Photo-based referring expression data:
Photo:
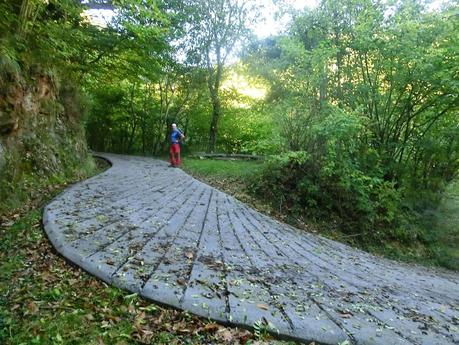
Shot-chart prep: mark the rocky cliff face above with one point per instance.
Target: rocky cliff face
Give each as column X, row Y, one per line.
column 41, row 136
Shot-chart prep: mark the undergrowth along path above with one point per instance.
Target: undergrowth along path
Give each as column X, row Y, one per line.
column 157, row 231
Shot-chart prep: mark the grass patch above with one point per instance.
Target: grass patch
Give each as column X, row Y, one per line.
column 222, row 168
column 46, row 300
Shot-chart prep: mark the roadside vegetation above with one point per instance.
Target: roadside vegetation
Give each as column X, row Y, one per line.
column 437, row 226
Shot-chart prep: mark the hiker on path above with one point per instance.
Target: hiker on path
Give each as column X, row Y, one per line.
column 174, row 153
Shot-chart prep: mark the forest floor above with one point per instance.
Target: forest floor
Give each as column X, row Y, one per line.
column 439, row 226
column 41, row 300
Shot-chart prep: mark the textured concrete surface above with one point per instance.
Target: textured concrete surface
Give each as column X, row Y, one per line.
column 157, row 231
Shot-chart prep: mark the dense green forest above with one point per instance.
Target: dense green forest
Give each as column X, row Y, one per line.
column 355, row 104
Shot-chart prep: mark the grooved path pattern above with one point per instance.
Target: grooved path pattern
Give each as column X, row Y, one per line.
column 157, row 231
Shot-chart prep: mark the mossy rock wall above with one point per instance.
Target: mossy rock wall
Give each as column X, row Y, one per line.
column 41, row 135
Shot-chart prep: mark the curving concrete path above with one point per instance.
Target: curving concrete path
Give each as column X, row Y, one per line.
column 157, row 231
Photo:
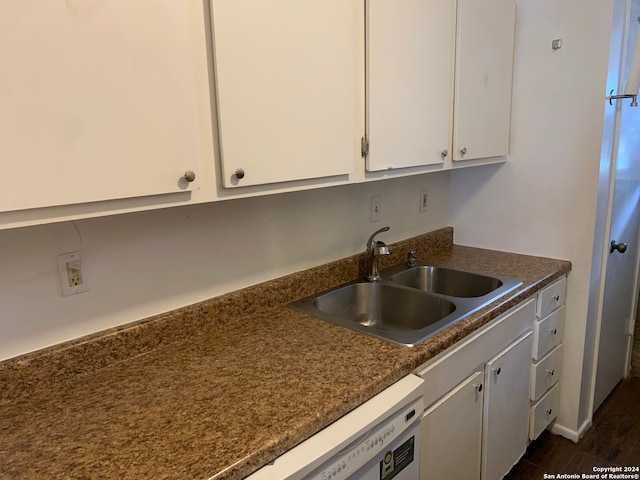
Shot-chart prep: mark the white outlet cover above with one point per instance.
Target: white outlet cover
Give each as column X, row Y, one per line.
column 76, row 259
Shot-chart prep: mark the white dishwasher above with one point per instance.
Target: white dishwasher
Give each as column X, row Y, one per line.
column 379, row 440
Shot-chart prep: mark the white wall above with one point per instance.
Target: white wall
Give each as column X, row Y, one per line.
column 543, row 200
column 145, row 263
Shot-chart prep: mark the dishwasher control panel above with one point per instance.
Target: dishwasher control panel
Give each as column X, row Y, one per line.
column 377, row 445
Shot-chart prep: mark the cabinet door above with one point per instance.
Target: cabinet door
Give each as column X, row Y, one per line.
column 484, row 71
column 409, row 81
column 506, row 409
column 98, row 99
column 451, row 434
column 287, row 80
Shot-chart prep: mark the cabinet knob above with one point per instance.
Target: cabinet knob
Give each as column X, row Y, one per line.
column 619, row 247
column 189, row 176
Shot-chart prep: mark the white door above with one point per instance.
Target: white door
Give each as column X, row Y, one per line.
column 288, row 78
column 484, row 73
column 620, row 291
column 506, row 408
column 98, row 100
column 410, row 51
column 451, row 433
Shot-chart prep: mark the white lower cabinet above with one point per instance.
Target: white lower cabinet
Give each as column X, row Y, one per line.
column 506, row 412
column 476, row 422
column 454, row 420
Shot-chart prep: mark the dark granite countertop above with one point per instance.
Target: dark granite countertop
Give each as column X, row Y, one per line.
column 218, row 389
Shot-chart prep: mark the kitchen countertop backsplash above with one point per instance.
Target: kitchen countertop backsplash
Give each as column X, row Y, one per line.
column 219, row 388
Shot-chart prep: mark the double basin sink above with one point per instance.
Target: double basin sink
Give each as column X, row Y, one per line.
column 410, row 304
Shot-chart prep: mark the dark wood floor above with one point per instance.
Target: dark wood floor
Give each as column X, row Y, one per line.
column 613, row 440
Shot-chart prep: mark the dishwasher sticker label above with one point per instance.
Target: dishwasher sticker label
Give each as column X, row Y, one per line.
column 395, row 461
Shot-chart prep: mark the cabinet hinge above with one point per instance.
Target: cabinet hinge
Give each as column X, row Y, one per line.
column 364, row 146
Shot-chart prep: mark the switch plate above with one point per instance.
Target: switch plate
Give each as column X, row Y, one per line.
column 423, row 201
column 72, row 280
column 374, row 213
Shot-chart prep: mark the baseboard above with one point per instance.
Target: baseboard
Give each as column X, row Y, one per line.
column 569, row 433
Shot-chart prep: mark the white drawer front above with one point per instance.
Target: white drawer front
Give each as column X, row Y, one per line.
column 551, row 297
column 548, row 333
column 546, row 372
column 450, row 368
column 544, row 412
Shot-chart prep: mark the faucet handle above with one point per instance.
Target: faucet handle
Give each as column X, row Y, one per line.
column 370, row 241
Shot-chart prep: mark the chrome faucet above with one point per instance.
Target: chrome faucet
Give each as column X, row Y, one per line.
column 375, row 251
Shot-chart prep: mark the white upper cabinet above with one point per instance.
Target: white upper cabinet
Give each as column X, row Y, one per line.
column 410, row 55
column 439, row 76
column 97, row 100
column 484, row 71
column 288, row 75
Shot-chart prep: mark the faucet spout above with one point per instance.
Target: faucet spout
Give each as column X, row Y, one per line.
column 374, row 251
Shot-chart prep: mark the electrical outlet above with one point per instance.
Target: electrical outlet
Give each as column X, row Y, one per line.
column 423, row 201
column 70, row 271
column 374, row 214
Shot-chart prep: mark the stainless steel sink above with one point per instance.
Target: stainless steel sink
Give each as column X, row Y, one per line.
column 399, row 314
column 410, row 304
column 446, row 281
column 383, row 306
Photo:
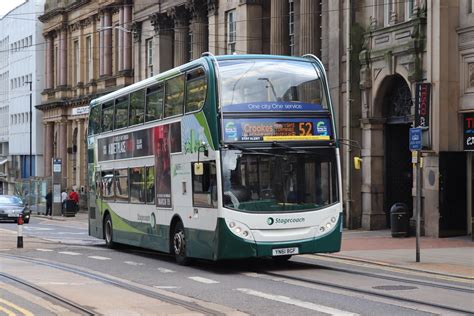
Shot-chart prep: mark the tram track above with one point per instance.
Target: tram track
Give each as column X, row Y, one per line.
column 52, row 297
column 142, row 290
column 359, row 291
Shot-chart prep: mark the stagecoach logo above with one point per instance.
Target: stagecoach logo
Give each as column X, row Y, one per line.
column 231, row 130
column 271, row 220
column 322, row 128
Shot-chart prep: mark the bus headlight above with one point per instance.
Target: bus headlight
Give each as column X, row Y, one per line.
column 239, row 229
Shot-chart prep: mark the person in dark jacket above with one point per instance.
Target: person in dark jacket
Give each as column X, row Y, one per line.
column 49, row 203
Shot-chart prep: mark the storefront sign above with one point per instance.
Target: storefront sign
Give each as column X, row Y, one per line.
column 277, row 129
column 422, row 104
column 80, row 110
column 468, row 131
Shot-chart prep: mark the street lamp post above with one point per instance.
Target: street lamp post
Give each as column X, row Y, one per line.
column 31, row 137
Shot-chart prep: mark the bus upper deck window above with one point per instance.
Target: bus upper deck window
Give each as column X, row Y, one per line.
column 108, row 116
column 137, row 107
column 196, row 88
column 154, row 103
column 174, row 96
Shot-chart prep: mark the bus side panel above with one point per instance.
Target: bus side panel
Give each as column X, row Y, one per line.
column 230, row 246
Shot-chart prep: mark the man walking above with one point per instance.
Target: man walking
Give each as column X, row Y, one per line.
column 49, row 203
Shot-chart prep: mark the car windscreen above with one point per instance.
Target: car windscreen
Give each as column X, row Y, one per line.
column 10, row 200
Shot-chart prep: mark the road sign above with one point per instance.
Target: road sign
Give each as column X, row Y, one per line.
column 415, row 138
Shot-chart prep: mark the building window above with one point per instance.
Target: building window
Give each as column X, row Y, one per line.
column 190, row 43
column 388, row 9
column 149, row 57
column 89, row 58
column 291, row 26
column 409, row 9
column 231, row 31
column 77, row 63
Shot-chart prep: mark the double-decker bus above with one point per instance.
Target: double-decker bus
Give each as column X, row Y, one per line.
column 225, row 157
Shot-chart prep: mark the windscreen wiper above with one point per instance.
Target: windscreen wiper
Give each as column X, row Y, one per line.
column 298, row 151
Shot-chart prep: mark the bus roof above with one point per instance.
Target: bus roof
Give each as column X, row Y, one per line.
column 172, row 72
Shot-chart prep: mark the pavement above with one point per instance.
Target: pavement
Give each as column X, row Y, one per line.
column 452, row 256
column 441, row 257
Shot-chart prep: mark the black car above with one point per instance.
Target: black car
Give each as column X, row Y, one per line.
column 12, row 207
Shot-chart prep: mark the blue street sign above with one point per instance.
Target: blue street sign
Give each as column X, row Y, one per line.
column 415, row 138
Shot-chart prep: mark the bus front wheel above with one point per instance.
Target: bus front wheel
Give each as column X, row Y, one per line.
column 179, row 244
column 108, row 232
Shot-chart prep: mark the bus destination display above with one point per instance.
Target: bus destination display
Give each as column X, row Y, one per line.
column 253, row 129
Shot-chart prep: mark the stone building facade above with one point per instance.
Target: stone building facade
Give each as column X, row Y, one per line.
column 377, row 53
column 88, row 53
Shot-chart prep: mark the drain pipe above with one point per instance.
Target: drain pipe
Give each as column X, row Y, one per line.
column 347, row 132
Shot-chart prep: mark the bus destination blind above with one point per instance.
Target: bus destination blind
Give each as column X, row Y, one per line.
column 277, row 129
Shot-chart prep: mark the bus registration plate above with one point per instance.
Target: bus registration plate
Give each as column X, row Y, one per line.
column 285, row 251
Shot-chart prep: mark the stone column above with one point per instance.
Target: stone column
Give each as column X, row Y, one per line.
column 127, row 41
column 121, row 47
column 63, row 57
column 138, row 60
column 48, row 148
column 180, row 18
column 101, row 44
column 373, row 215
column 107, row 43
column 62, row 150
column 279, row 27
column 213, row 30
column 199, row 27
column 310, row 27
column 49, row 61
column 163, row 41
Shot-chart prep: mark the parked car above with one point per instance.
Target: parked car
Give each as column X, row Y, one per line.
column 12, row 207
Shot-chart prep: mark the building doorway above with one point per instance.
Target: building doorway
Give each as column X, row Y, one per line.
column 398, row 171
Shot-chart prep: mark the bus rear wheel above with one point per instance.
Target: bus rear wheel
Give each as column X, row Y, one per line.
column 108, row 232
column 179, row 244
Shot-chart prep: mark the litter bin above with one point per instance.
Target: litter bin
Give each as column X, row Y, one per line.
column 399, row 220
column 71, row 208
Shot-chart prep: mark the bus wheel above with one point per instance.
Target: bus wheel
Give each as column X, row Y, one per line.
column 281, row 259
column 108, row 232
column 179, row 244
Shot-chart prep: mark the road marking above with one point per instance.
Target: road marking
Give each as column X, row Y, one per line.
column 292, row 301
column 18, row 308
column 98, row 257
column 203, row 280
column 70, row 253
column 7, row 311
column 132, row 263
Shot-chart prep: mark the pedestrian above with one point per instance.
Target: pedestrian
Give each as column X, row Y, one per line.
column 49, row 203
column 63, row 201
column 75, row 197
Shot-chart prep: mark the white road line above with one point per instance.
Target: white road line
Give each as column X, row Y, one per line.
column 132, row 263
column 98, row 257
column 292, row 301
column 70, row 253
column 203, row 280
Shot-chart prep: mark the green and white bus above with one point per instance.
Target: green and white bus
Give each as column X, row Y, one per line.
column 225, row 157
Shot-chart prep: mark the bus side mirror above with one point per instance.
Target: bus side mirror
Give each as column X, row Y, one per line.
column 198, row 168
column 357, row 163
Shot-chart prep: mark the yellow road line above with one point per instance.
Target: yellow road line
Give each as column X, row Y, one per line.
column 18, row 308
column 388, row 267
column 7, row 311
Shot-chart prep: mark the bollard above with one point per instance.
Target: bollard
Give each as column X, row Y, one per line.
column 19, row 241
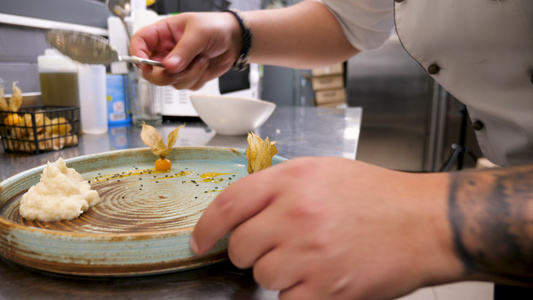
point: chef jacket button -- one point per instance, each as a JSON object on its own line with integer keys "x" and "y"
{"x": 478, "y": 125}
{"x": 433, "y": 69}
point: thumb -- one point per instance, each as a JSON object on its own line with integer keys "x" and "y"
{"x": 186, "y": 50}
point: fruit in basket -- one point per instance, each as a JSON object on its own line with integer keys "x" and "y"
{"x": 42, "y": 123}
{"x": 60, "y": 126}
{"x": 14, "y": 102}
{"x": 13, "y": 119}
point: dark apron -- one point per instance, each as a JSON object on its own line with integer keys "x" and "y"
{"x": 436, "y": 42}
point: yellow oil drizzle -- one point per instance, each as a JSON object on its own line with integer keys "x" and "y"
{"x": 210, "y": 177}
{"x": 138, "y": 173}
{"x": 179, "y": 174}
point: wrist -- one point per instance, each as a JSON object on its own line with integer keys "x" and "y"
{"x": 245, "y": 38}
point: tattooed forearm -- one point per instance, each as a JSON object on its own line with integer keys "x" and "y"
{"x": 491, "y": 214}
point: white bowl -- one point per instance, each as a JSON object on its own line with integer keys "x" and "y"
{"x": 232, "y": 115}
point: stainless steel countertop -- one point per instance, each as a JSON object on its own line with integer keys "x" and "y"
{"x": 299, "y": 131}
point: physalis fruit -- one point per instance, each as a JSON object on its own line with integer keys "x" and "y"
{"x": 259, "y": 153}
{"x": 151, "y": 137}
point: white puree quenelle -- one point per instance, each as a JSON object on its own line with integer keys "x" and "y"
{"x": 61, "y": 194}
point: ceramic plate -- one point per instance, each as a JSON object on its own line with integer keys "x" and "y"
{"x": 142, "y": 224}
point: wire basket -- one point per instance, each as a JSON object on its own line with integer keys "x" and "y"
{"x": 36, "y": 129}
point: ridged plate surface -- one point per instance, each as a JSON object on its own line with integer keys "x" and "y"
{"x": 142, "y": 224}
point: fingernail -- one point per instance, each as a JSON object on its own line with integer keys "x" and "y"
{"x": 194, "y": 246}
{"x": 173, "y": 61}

■ WORK REQUEST: For every line above that includes the string "green", copy the line.

■ WRITTEN RESPONSE:
Shot-chart prep: mark the dense green forest above with one point per instance.
Target: dense green forest
Shot-chart prep: mark the green and white bus above with one point per instance.
Target: green and white bus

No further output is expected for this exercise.